→ **What the exercise asks**:
Reproduce the line that holds "Could you point to the man" together with all the lines after it up to the end of the entries.

→ **Provided data**:

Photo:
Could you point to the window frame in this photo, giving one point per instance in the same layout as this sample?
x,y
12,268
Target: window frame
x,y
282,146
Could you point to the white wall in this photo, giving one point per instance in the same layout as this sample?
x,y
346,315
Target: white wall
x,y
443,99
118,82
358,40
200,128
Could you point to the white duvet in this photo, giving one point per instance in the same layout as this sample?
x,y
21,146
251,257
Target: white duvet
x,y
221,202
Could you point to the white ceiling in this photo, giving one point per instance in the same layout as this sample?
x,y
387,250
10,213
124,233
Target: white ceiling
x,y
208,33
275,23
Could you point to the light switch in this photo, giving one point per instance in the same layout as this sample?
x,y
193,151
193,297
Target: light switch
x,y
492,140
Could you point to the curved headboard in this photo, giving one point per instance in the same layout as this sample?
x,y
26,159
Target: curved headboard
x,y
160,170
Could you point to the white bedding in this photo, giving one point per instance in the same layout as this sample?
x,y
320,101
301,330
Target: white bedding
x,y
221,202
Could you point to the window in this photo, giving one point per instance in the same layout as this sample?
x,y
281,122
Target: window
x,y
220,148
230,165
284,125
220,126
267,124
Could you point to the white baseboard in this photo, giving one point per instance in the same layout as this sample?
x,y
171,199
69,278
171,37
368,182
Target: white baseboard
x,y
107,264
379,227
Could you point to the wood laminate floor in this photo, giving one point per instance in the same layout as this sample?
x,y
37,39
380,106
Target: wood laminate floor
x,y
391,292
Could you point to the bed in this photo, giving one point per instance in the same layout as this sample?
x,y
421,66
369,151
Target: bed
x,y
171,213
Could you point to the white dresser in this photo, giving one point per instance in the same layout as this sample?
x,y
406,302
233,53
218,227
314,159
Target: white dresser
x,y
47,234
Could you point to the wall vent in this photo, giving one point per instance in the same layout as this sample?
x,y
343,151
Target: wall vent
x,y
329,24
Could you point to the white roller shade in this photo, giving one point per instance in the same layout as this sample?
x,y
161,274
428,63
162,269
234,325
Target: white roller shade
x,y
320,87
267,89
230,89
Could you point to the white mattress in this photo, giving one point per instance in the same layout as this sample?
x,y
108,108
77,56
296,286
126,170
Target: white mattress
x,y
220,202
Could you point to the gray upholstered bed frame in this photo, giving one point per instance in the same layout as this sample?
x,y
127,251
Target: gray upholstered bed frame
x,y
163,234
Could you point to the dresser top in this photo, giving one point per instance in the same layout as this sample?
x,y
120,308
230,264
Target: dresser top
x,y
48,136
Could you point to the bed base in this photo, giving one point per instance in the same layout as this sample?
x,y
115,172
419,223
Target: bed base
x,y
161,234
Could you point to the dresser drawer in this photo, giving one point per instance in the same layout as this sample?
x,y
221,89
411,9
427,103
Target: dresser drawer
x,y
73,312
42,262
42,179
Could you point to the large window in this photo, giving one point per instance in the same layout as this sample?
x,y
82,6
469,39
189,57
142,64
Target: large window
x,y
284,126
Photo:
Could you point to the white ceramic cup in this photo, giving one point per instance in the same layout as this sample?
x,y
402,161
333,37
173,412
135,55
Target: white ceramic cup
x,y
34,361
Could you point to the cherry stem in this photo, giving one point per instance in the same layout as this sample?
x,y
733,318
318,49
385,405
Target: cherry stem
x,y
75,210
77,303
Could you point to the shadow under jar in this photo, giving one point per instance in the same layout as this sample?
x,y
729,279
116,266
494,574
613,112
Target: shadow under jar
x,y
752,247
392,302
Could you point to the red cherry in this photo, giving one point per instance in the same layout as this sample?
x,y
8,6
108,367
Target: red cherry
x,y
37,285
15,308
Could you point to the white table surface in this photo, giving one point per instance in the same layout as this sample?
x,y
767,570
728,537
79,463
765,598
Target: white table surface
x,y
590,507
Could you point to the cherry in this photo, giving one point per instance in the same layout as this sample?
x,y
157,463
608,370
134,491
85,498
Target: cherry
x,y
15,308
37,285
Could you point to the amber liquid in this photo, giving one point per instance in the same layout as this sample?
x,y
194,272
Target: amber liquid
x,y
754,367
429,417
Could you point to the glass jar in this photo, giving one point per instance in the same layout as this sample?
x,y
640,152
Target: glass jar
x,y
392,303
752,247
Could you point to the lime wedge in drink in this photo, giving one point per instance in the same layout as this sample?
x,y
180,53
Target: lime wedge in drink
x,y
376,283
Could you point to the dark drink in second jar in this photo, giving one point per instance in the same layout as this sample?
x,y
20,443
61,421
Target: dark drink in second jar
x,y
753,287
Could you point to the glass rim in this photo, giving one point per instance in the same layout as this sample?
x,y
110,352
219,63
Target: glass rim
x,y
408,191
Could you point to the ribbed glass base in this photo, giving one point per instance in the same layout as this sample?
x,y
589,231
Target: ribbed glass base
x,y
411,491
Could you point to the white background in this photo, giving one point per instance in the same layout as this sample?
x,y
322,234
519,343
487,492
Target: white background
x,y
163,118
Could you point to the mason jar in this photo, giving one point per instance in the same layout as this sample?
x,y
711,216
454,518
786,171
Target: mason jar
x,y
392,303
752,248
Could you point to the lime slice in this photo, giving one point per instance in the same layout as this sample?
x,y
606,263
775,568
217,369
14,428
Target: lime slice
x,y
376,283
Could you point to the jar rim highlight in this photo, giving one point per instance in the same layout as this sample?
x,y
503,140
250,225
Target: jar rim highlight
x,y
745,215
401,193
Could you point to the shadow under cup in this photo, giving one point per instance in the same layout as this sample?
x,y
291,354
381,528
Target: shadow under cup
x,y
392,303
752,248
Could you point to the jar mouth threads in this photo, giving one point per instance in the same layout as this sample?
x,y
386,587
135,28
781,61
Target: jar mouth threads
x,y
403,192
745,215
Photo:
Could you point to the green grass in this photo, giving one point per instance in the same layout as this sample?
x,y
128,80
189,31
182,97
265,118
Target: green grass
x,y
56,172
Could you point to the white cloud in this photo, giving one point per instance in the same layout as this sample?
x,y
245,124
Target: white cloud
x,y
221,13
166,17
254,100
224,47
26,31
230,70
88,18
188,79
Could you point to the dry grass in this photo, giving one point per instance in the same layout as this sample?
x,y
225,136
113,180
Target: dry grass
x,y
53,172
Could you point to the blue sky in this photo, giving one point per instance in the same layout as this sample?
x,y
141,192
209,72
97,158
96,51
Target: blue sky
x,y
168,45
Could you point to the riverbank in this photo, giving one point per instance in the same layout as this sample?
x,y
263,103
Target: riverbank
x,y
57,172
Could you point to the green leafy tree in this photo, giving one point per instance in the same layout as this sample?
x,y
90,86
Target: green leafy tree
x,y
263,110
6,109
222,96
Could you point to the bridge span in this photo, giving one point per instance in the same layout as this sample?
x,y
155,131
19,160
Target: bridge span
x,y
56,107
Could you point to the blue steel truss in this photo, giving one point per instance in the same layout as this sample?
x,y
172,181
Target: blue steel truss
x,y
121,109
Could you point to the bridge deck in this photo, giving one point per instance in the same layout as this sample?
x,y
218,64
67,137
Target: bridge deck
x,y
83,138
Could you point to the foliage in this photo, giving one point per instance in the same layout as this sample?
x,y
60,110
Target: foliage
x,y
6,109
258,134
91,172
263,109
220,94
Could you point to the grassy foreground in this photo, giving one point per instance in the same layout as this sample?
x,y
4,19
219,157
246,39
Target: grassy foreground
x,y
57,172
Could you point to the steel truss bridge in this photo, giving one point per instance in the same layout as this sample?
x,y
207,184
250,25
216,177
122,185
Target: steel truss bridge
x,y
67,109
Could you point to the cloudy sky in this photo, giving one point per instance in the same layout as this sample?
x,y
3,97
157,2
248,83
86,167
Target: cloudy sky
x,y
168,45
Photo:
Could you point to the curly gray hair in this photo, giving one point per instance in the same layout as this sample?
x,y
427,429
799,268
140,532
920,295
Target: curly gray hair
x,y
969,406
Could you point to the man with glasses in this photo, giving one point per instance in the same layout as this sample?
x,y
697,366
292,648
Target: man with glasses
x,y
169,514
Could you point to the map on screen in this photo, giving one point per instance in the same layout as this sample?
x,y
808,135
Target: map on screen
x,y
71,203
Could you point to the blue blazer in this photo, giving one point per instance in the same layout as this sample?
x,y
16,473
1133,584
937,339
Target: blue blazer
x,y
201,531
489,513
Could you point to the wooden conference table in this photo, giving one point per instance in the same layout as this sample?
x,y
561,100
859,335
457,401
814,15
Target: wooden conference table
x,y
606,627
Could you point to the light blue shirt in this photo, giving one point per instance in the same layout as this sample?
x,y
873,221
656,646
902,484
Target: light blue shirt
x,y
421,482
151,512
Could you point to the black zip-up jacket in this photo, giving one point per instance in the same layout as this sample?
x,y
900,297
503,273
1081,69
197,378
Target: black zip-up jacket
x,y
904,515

→ **Exercise solution**:
Could you point to the man with glasses in this photo, giving one point per instance in the same layout as this sample?
x,y
697,366
292,648
Target: man with glasses
x,y
169,514
Could you point to the map on screen in this photo, giving one point per instance in the same layout as this sample?
x,y
808,135
Target: map on screen
x,y
71,203
Could you point to the blue blazer in this photo, giving one point per instance in the same layout as this sample?
x,y
16,473
1133,584
937,339
Target: blue blazer
x,y
201,531
489,513
Could you point to the wooden conference table in this photo, giving one point per instance in the same layout as this sample?
x,y
561,100
859,335
457,401
814,15
Target: wooden conference table
x,y
606,627
Could you point to the light blue shirt in this photo, giving one point per instance in the same layout as this sample?
x,y
873,221
656,646
902,484
Target: light blue shirt
x,y
421,482
151,512
Could you point to the black zip-up jacket in this photo, giving one point per instance in the same layout as this sample?
x,y
900,297
503,273
1081,69
197,378
Target: black zip-up jacket
x,y
904,515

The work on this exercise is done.